§ Aufgabe 1:
Stimmen die Aussagen (a) bis (c) mit dem Text über Nasenriemen überein? Antworten Sie jeweils mit Ja oder Nein, belegt durch die entscheidenden Worte des Textes als wörtliches Zitat: (a) Für die Untersuchung wurden 3000 Turnierpferde in Dänemark untersucht. (b) Pferde ohne Nasenriemen hatten seltener Verletzungen an den Maulwinkeln als Pferde mit locker verschnalltem Riemen. (c) Bei neun Prozent der Tiere fanden sich kleine Verletzungen oder Blutspuren im Bereich der Maulwinkel.
§ Aufgabe 2:
Geben Sie den Text über Nasenriemen von „Was liegt da“ bis „Bereich der Maulwinkel.“ wörtlich wieder.

§ Vorliegender Text:
◆ ◆ ◆ ◆ ◆
Ein Nasenriemen gehört zur Standardausstattung der meisten handelsüblichen Zäume. Er sorgt für eine stabilere Lage des Gebisses und begrenzt das Pferd in seiner Möglichkeit, das Maul zu öffnen. Gerade letzteres veranlasst viele Reiter:innen dazu, das Leder deutlich enger zu verschnallen als vorgeschriebenen.
Das Problem der festgezurrten Nasenriemen beschäftigt die Reiterwelt seit Jahren. Inzwischen haben sich zahlreiche wissenschaftliche Arbeiten damit beschäftigt. Ihr Grundtenor: Stramme Nasenriemen sind heute eher die Regel denn die Ausnahme und Auslöser für mitunter beträchtliches Pferdeleid.
Was liegt da näher, als den problembehafteten Riemen einfach ganz wegzulassen? Doch so einfach ist die Sache nicht, wie eine Gruppe dänischer und amerikanischer Wissenschaftler:innen herausgefunden hat.
Das Team unter der Leitung von Dr. Mette Uldahl und Dr. Hilary Clayton untersuchte, welche Spuren Gebisse, Nasenriemen, Sporen und Gerten an Pferden hinterlassen. 3000 Turnierpferde unterschiedlicher Disziplinen wurden dazu bei Reitsportveranstaltungen in Dänemark untersucht. Bei neun Prozent der Tiere fanden die Forscher kleine Verletzungen oder Spuren von Blut im Bereich der Maulwinkel.
Wenig überraschend traten diese bei zu engen Nasenriemen deutlich häufiger auf als bei ordnungsgemäß verschnallter Ausrüstung. Für Verwunderung sorgten jedoch die Ergebnisse, wenn der Riemen komplett fehlte. „Pferde, die keinen Nasenriemen trugen hatten deutlich mehr Läsionen an den Maulwinkeln als solche mit locker verschnalltem“, wird Hilary Clayton von der Universität in Michigan auf TheHorse.com zitiert. „Den Nasenriemen komplett zu entfernen hat die Pferde also nicht vor Verletzungen in diesem Bereich geschützt. Häufig wird das Motto ‚weniger ist mehr’ verfolgt. Die Ergebnisse unserer Arbeit können den Ansatz, dass das Reiten ohne Nasenriemen schonender fürs Pferd ist, weil dadurch Verletzungen an den Maulwinkeln verhindert werden, allerdings nicht bestätigen.“
Die fürs Pferd beste Variante scheint demnach der ordnungsgemäß, nach der zwei Finger-Regel verschnallte Nasenriemen zu sein.
◆ ◆ ◆ ◆ ◆
§ Datenauszug:
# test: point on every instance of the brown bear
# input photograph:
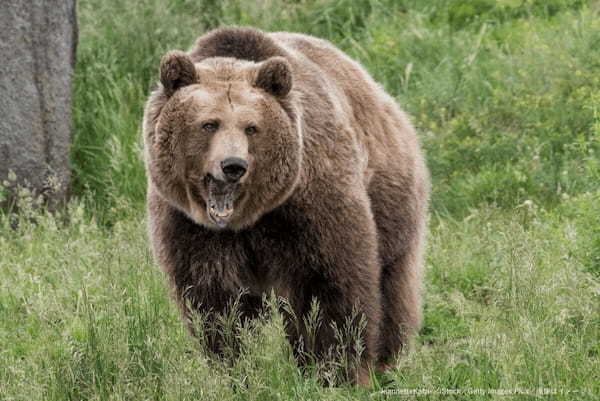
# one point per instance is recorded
(276, 164)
◆ ◆ ◆ ◆ ◆
§ Schriftliche Lösung 1:
(a) Ja: „3000 Turnierpferde unterschiedlicher Disziplinen wurden dazu bei Reitsportveranstaltungen in Dänemark untersucht.“
(b) Nein: „Pferde, die keinen Nasenriemen trugen hatten deutlich mehr Läsionen an den Maulwinkeln als solche mit locker verschnalltem“
(c) Ja: „Bei neun Prozent der Tiere fanden die Forscher kleine Verletzungen oder Spuren von Blut im Bereich der Maulwinkel.“

§ Schriftliche Lösung 2:
Was liegt da näher, als den problembehafteten Riemen einfach ganz wegzulassen? Doch so einfach ist die Sache nicht, wie eine Gruppe dänischer und amerikanischer Wissenschaftler:innen herausgefunden hat.
Das Team unter der Leitung von Dr. Mette Uldahl und Dr. Hilary Clayton untersuchte, welche Spuren Gebisse, Nasenriemen, Sporen und Gerten an Pferden hinterlassen. 3000 Turnierpferde unterschiedlicher Disziplinen wurden dazu bei Reitsportveranstaltungen in Dänemark untersucht. Bei neun Prozent der Tiere fanden die Forscher kleine Verletzungen oder Spuren von Blut im Bereich der Maulwinkel.